Texto em estudo
Juliana Guisardi Pereira


1 EVOLUÇÃO DAS POLÍTICAS PÚBLICAS DE SAÚDE NO BRASIL

Apresentação

Seja muito bem-vindo à disciplina Políticas Públicas em Saúde!

Neste primeiro bloco da disciplina, vamos tratar da evolução das políticas públicas de
saúde no Brasil. Iremos iniciar conceituando política pública e política pública de saúde.
Abordaremos aspectos históricos das políticas públicas de saúde antes e após a criação
do Sistema Único de Saúde (SUS); em seguida, discorreremos sobre a atual Política
Nacional de Atenção Básica, finalizando com os atuais desafios das políticas de saúde no
país.

Venha e acompanhe essa jornada!

(Dados de apontamento de expressões referenciais)
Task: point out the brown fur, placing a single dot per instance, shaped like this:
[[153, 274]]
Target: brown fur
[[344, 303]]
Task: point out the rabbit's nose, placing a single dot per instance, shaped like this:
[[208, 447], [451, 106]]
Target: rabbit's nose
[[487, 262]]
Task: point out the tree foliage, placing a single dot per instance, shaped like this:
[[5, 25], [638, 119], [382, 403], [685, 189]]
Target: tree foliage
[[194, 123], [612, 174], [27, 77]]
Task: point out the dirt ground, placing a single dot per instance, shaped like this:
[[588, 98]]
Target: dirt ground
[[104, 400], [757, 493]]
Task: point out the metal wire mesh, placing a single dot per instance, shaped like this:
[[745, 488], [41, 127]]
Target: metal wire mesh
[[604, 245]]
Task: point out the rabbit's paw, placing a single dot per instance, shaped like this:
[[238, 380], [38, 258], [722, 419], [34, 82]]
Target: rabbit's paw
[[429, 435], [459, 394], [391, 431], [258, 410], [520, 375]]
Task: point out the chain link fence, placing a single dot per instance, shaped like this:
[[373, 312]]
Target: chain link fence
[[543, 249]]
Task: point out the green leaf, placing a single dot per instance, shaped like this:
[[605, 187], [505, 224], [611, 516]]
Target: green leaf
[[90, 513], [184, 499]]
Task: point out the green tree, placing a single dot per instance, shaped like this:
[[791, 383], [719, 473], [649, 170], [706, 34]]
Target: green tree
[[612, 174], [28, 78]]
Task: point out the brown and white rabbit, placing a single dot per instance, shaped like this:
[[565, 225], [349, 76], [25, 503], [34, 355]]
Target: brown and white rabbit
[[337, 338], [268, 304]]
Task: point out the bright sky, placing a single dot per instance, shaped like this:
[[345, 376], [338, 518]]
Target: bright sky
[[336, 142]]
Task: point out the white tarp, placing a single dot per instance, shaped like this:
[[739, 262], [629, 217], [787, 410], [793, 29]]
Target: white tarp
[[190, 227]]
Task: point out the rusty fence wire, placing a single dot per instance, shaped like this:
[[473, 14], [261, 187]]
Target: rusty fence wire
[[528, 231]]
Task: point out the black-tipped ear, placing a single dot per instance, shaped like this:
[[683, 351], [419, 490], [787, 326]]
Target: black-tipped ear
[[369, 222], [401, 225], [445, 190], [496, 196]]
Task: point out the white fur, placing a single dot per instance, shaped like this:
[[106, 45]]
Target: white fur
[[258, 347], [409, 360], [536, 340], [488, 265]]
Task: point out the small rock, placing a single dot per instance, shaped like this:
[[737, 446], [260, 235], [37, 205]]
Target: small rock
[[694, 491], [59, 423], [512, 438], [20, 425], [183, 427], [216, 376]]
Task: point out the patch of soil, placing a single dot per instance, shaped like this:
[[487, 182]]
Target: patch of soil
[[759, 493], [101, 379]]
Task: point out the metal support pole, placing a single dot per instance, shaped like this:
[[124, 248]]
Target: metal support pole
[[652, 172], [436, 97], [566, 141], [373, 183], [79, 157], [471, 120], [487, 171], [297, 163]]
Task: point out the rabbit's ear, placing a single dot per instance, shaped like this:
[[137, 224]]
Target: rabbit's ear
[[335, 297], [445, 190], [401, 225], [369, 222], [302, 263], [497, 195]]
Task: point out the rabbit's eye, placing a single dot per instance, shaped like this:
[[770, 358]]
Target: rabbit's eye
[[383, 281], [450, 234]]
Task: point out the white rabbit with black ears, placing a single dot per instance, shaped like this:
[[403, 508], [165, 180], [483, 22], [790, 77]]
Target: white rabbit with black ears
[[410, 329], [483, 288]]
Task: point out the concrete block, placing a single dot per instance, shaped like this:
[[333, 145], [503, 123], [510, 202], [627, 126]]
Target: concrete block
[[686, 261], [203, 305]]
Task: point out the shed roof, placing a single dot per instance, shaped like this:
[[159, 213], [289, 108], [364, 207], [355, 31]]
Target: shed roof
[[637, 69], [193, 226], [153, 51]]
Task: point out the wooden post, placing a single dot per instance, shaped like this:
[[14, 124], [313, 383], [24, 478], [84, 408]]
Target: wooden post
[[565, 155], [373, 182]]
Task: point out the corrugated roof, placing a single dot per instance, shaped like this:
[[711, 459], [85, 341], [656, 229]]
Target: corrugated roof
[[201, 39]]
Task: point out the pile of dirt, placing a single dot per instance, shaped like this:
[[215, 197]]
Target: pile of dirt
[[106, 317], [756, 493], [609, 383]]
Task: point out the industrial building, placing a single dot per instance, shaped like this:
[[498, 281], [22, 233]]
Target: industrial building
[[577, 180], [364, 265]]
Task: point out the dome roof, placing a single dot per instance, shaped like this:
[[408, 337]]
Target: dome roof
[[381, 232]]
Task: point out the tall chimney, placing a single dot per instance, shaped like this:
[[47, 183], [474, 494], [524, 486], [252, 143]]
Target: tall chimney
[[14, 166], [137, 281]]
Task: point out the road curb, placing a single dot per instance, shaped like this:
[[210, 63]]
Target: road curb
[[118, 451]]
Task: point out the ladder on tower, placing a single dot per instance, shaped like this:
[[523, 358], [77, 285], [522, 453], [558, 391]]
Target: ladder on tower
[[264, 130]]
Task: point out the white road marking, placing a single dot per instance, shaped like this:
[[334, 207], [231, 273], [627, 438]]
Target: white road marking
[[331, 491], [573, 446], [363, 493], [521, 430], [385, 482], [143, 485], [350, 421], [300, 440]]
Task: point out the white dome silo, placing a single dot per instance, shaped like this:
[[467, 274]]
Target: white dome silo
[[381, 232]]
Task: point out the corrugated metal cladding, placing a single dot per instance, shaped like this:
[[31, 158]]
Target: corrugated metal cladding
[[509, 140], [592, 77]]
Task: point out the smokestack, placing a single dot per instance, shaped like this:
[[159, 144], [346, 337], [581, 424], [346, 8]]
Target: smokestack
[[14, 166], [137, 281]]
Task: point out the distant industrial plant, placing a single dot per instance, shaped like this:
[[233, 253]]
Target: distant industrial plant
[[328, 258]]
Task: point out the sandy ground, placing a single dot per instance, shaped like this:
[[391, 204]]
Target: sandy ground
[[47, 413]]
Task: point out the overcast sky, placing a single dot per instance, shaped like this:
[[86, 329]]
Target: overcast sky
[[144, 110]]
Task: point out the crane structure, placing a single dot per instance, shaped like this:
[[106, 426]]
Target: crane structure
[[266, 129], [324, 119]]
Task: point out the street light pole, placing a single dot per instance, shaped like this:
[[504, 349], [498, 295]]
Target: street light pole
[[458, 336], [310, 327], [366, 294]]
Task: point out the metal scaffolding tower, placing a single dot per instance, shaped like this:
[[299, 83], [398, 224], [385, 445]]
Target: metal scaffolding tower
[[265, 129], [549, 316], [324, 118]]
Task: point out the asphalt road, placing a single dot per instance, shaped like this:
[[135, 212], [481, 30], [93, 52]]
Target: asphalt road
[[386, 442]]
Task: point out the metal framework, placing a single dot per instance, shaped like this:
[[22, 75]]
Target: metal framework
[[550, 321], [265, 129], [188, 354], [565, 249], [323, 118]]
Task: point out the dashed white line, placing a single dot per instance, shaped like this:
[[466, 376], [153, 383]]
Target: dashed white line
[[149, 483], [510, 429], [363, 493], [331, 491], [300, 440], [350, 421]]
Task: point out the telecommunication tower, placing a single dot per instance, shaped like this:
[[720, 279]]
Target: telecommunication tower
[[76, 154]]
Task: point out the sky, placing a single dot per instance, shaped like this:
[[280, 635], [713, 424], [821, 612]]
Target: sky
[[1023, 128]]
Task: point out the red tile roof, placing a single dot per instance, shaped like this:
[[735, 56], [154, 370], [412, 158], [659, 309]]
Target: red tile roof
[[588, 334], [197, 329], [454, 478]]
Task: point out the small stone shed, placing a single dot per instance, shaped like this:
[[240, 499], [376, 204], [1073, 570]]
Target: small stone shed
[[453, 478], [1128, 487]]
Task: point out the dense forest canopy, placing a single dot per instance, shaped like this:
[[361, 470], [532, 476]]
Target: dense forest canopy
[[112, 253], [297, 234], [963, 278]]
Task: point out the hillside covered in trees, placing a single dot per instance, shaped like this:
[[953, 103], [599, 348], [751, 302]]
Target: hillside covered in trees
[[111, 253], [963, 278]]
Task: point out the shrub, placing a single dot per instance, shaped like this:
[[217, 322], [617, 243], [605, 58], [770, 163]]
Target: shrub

Atividade
Retome o texto sobre a evolução das políticas públicas de saúde no Brasil e dê continuidade a ele a partir da última frase apresentada.

Resposta
1.1 Conceituando políticas públicas de saúde

Como resultado do aprofundamento e da expansão da democracia no Brasil, as


responsabilidades dos representantes populares se diversificaram, sejam elas no âmbito
municipal, estadual ou federal. Atualmente, entende-se que a função de determinado
governo consiste em promover o bem-estar da sociedade. Tal bem-estar social está
relacionado a ações bem desenvolvidas e à sua execução em áreas como saúde,
educação, meio ambiente, habitação, assistência social, lazer, transporte e segurança,
ou seja, deve-se contemplar a qualidade de vida da população como um todo.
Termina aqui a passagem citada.